[Segmentation dataset records]
:::
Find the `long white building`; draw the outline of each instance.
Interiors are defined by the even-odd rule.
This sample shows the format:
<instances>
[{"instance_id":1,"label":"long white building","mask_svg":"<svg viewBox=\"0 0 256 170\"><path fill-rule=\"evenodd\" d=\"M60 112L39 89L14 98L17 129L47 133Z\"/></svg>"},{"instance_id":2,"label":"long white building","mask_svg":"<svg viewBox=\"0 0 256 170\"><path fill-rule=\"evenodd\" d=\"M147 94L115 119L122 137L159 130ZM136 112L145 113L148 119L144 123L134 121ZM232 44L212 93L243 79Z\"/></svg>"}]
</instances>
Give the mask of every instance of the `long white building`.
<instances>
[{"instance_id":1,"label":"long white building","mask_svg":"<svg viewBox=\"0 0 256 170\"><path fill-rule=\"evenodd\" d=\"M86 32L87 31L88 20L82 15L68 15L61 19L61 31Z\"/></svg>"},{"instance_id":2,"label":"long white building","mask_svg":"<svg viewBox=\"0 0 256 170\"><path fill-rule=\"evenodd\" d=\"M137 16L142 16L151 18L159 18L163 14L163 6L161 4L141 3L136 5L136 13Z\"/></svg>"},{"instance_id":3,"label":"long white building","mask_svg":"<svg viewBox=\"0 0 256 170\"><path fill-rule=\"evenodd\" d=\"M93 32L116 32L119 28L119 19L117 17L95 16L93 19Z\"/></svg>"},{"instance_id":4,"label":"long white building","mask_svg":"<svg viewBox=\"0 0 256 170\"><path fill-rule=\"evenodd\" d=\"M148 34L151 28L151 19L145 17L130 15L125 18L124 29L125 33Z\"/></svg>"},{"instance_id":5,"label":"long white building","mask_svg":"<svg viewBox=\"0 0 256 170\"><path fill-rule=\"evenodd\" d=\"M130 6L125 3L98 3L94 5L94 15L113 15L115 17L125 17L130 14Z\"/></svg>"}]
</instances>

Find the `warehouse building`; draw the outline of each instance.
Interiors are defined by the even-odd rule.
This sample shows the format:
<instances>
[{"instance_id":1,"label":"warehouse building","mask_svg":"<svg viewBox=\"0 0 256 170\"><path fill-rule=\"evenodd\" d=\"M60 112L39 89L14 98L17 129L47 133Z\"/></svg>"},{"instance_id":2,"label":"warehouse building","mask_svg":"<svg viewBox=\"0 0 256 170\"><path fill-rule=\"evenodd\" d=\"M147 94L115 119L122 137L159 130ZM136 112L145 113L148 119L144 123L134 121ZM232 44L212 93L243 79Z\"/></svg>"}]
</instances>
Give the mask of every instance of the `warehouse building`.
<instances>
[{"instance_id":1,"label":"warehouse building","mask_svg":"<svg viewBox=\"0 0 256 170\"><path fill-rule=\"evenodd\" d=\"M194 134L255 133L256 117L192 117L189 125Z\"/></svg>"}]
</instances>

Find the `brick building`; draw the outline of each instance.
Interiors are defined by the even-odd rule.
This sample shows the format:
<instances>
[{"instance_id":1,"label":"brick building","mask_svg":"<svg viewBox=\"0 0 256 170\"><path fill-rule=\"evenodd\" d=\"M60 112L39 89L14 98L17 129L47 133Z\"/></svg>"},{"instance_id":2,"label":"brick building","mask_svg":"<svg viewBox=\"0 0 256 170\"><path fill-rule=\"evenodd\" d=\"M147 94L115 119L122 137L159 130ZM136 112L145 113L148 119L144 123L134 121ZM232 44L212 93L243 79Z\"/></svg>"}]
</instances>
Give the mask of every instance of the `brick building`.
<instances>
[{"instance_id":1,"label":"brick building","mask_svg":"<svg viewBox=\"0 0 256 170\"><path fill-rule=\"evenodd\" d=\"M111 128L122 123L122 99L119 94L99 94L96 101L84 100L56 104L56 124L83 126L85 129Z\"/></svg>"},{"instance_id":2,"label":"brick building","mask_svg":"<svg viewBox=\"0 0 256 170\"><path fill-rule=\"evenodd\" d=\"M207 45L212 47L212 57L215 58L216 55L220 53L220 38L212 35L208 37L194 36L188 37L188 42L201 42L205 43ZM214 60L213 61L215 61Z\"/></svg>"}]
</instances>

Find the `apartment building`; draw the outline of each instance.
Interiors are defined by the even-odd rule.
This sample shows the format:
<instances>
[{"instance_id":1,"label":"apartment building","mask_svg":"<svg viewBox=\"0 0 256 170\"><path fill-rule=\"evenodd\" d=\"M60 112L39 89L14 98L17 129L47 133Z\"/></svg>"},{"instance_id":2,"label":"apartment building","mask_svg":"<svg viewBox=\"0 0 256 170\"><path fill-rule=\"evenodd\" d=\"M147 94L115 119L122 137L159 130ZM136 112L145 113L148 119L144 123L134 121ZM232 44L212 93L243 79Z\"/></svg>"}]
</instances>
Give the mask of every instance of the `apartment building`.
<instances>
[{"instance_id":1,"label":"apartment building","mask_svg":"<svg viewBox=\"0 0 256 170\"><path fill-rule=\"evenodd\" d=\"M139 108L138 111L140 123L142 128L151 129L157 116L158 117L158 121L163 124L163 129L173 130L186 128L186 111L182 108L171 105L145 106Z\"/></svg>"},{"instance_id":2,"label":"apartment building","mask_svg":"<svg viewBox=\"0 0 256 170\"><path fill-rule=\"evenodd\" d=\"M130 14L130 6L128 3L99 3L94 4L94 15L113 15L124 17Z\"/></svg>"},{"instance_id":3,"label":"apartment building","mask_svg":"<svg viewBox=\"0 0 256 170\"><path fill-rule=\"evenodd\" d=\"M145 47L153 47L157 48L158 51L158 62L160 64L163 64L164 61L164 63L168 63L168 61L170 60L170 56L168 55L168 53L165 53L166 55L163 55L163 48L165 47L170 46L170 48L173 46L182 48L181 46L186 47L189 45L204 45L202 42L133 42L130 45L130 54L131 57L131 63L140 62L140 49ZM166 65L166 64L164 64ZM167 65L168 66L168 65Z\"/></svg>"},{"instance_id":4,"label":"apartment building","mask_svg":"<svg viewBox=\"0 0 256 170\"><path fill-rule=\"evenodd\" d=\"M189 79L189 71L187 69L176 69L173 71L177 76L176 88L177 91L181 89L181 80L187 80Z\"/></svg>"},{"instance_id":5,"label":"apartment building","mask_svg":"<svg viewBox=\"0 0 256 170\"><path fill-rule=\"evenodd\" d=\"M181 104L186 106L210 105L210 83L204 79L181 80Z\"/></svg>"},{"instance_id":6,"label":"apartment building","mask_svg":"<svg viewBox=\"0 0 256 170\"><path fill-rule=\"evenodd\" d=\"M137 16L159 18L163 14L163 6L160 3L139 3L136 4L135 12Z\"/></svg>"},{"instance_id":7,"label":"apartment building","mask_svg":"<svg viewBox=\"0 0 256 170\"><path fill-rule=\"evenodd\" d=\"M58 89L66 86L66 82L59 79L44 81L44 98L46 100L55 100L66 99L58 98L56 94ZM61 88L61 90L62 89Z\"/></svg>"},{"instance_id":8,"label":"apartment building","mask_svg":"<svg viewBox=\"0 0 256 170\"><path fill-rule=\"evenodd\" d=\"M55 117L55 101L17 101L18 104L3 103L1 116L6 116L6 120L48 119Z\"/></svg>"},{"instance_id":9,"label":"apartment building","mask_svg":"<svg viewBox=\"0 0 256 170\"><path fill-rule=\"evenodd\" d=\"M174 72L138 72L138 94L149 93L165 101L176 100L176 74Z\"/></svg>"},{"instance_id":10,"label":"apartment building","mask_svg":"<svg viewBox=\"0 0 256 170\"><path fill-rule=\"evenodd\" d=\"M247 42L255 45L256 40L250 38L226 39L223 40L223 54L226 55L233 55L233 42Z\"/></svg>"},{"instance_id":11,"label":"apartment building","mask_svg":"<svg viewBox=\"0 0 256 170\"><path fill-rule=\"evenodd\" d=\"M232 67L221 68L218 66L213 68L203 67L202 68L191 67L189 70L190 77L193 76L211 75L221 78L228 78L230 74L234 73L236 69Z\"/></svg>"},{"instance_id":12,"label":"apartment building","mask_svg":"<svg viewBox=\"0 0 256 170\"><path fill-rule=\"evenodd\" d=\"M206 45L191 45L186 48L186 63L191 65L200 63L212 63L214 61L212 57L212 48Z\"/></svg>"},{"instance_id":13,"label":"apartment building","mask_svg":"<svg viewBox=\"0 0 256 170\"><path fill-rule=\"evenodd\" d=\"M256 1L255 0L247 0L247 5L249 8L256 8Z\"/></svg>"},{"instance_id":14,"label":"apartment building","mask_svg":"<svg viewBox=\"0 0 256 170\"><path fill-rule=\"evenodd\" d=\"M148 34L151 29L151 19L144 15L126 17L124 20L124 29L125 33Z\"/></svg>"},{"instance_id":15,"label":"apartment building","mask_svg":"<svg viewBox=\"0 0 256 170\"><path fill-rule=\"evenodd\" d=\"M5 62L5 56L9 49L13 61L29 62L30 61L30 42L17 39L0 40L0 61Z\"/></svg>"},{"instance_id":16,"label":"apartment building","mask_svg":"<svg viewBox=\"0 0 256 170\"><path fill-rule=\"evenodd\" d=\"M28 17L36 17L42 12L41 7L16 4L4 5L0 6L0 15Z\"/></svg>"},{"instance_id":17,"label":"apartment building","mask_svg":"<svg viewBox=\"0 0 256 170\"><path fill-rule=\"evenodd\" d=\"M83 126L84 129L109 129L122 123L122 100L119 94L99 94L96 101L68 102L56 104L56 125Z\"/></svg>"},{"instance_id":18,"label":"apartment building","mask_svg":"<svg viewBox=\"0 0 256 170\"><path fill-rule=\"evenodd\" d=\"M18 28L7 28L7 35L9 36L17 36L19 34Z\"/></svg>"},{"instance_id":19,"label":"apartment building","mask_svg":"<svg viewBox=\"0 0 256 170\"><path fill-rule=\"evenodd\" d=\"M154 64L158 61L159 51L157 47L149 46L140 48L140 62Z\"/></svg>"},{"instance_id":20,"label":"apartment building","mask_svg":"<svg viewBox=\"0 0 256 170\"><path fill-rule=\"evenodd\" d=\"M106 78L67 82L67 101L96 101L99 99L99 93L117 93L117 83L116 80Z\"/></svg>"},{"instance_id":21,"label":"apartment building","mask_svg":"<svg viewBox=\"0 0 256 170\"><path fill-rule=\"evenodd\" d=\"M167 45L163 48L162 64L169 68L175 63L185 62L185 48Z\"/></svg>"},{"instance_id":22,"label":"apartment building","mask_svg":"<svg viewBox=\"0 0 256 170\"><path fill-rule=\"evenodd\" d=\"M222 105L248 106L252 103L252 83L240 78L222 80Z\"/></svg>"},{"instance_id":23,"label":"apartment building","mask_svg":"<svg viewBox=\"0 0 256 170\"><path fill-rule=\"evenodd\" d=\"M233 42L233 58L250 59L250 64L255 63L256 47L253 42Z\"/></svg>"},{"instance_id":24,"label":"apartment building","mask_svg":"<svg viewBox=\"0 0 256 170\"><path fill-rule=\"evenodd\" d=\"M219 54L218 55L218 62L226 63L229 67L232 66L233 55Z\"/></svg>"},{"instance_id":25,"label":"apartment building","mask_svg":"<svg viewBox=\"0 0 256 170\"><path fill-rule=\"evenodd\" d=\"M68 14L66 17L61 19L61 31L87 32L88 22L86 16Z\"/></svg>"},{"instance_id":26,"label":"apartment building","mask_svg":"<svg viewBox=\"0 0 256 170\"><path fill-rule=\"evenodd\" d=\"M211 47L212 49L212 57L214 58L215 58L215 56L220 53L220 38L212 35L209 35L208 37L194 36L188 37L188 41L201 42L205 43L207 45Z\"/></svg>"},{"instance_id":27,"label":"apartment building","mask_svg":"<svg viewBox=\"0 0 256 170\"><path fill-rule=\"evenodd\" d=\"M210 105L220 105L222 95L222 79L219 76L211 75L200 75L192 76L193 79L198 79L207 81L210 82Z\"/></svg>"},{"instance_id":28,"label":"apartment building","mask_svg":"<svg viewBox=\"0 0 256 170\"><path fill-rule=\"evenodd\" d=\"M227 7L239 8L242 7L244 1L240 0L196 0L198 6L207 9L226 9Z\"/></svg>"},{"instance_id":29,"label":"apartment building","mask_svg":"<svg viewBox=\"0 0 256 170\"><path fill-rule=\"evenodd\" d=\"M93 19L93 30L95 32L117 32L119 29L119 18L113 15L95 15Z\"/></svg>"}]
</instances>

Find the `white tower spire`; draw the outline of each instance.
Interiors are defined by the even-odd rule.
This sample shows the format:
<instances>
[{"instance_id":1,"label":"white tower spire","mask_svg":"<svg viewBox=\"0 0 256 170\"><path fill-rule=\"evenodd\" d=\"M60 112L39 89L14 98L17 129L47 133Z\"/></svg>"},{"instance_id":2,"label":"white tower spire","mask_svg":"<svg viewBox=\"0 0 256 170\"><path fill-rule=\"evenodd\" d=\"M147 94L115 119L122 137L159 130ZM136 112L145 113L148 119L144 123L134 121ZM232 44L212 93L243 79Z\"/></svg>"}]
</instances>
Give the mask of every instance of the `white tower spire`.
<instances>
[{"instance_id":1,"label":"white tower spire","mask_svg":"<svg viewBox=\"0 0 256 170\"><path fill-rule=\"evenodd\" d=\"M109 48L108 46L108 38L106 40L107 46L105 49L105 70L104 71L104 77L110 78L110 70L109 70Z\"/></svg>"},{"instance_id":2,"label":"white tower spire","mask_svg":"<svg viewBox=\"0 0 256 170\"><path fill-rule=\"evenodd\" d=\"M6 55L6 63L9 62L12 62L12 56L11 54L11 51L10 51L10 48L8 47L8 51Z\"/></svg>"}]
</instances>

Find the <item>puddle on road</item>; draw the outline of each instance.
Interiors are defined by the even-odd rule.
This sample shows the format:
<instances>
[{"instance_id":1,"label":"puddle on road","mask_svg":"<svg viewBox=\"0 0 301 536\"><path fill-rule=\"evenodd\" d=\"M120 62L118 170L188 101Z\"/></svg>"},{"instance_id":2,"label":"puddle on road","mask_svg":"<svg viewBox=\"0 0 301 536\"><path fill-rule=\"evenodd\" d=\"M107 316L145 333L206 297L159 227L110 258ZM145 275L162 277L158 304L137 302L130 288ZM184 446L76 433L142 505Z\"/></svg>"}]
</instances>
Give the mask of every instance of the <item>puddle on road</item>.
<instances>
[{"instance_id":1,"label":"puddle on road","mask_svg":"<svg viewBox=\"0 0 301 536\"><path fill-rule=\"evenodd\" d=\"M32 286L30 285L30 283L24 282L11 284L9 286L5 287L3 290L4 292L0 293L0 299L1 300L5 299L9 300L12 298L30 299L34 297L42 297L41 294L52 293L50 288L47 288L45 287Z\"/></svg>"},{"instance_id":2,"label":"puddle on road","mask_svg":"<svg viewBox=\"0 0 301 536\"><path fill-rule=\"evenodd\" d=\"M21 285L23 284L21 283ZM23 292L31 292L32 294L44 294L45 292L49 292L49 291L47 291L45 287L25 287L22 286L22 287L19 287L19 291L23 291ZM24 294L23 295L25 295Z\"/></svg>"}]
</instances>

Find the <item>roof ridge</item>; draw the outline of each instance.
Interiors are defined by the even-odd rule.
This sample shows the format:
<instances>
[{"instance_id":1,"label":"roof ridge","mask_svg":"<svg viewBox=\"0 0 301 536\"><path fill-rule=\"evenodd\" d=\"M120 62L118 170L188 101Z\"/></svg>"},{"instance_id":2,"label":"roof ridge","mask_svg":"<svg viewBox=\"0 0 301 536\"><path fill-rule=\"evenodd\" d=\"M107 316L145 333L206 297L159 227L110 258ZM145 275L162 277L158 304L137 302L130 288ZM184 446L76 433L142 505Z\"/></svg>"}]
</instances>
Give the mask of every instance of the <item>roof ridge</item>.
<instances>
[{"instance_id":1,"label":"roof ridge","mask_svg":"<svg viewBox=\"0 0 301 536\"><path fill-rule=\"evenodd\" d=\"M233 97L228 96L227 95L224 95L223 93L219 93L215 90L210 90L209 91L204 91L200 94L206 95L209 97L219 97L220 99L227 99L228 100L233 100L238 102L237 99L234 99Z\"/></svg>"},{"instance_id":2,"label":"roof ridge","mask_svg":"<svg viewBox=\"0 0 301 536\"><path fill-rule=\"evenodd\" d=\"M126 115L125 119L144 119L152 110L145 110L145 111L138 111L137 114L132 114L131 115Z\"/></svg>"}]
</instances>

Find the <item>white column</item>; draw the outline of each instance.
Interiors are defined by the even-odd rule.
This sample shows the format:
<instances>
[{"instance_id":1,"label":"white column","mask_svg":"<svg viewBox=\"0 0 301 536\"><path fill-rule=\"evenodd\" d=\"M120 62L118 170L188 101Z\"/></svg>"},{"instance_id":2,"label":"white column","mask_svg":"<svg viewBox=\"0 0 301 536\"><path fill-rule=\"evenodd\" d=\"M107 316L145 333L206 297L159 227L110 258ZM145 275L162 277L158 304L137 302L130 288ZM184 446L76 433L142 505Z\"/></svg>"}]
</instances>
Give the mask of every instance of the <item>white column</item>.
:::
SET PROBLEM: Exactly as written, give the line containing "Find the <item>white" and all remaining lines of the records.

PROBLEM SOLUTION:
Find the <item>white column</item>; draw the outline of each instance.
Interiors are defined by the even-odd rule.
This sample shows the format:
<instances>
[{"instance_id":1,"label":"white column","mask_svg":"<svg viewBox=\"0 0 301 536\"><path fill-rule=\"evenodd\" d=\"M120 62L118 170L188 101Z\"/></svg>"},{"instance_id":2,"label":"white column","mask_svg":"<svg viewBox=\"0 0 301 536\"><path fill-rule=\"evenodd\" d=\"M107 316L145 333L206 297L159 227L110 258ZM145 275L162 277L158 304L137 302L130 288ZM184 446L76 433L142 505Z\"/></svg>"}]
</instances>
Give the mask of every instance of the <item>white column</item>.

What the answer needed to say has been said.